Segment Start: PROVIDED DATA

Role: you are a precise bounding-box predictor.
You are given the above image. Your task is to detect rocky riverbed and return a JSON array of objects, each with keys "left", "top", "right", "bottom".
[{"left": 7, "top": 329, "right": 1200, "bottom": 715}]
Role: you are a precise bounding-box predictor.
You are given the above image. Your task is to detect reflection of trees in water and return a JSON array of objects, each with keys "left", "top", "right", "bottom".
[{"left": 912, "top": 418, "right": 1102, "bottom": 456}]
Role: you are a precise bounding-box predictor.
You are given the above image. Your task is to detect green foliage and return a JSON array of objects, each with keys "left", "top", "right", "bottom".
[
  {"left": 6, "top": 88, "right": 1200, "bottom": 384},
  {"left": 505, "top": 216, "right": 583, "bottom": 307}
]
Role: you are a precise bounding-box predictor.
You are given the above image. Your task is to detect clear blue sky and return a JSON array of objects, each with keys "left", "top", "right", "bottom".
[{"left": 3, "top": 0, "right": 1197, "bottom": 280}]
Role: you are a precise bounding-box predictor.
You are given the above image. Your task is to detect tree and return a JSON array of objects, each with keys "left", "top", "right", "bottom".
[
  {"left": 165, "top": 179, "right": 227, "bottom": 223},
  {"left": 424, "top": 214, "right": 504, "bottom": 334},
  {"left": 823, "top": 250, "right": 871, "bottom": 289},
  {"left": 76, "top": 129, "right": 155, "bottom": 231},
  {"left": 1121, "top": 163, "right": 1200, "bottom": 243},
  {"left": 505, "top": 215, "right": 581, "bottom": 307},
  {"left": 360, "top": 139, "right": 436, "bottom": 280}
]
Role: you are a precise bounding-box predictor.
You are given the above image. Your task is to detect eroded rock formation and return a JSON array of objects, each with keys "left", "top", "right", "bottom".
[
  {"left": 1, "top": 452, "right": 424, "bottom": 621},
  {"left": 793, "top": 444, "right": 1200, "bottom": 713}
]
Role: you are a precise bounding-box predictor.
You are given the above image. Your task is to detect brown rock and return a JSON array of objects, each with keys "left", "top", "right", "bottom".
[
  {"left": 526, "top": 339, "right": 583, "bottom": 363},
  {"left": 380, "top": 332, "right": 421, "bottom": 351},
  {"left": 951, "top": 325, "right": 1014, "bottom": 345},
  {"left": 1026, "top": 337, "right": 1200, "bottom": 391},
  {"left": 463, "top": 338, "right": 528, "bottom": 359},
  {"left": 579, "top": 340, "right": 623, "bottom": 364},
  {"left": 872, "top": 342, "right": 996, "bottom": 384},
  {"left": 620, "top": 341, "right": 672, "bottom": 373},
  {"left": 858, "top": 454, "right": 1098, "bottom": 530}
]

Segment End: PROVIDED DATA

All of the data above needs to be set down again exactly. Include every line.

Role: you are a precise bounding-box predictor.
You are given the above image. Your task is to detect rocky riverbed and return a JSON array of objects, each with keys "left", "top", "right", "bottom".
[{"left": 7, "top": 329, "right": 1200, "bottom": 715}]
Role: you are a precise bounding-box predictor.
You are given the above image. Your task is to detect reflection of trees in water and return a JSON array of objects, each with keys "left", "top", "right", "bottom".
[{"left": 912, "top": 418, "right": 1102, "bottom": 456}]
Role: you are a precise bounding-box predictor.
You are given the above image. Your task is to detect green foliage and return a JSON array of objects, each with keys "left", "top", "right", "bottom".
[
  {"left": 6, "top": 88, "right": 1200, "bottom": 384},
  {"left": 505, "top": 216, "right": 583, "bottom": 307}
]
Role: you are a precise bounding-box predictor.
You are given the above image. Your task is to detect clear blue sky and return a JSON array of objects, each with keys "left", "top", "right", "bottom".
[{"left": 3, "top": 0, "right": 1197, "bottom": 280}]
Role: you are a precise bounding-box predictor.
You are given the above image. Your task is to detect tree and return a JSON array of objects, each with keys "left", "top", "right", "bottom".
[
  {"left": 165, "top": 179, "right": 227, "bottom": 223},
  {"left": 424, "top": 214, "right": 504, "bottom": 334},
  {"left": 823, "top": 250, "right": 871, "bottom": 289},
  {"left": 76, "top": 129, "right": 155, "bottom": 231},
  {"left": 1121, "top": 163, "right": 1200, "bottom": 243},
  {"left": 505, "top": 215, "right": 581, "bottom": 307},
  {"left": 360, "top": 139, "right": 436, "bottom": 280}
]
Role: you are a precise bounding-box predictor.
You are given the above image. Your task is to detect eroded rock formation and return a JSON array of objects, each with keys "left", "top", "right", "bottom".
[
  {"left": 1, "top": 452, "right": 424, "bottom": 621},
  {"left": 793, "top": 444, "right": 1200, "bottom": 713}
]
Role: you are a precise bounding-box predictor.
You are given the above image. Your task is to detect brown rock and return a JSON array of objects, each with keys "left", "top", "right", "bottom".
[
  {"left": 526, "top": 339, "right": 583, "bottom": 363},
  {"left": 380, "top": 332, "right": 421, "bottom": 351},
  {"left": 951, "top": 325, "right": 1014, "bottom": 345},
  {"left": 1026, "top": 337, "right": 1200, "bottom": 391},
  {"left": 463, "top": 338, "right": 528, "bottom": 359},
  {"left": 579, "top": 340, "right": 623, "bottom": 364},
  {"left": 872, "top": 342, "right": 996, "bottom": 384},
  {"left": 620, "top": 341, "right": 672, "bottom": 373},
  {"left": 858, "top": 454, "right": 1098, "bottom": 530}
]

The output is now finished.